**Aim of the exercise**
Please convert the records below into a JSON list of strings, one string per line, with blank lines omitted. Leave the pictures out of the list.

**Records for processing**
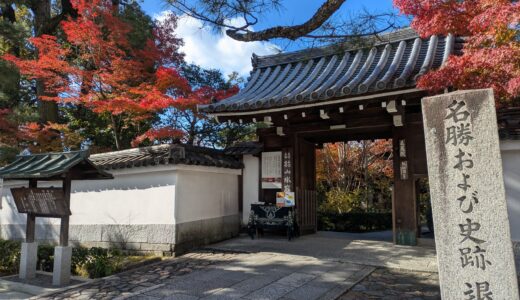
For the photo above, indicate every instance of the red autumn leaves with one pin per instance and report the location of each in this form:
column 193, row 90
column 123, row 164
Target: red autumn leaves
column 491, row 55
column 94, row 64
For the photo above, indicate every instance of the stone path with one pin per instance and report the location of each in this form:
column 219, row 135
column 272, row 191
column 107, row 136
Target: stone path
column 10, row 295
column 226, row 275
column 393, row 284
column 341, row 247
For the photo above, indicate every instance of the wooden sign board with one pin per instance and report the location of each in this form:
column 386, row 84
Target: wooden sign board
column 41, row 202
column 272, row 170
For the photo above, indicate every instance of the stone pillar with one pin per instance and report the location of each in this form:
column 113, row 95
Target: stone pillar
column 62, row 264
column 472, row 237
column 28, row 259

**Final result**
[
  "For the photo above, indicate every instance of the red autumn leaves with one pin per instance and report the location of each in this form:",
  "column 193, row 90",
  "column 123, row 164",
  "Target: red autumn leaves",
  "column 491, row 55",
  "column 94, row 64",
  "For the photo above, indicate every instance of the stone path with one pin per instance and report the location of each in this form:",
  "column 219, row 135",
  "column 272, row 191",
  "column 107, row 136",
  "Target: stone path",
  "column 10, row 295",
  "column 226, row 275",
  "column 393, row 284",
  "column 341, row 247",
  "For the photo above, indicate every instance of the wooden sign board with one pin per instance and report the location of each in this form:",
  "column 386, row 84",
  "Target: wooden sign board",
  "column 41, row 202",
  "column 272, row 170",
  "For the photo above, indicate every instance of the stone pillar with one pin per instance and report the location of each in this form:",
  "column 113, row 95",
  "Target: stone pillar",
  "column 62, row 264",
  "column 472, row 237",
  "column 28, row 259"
]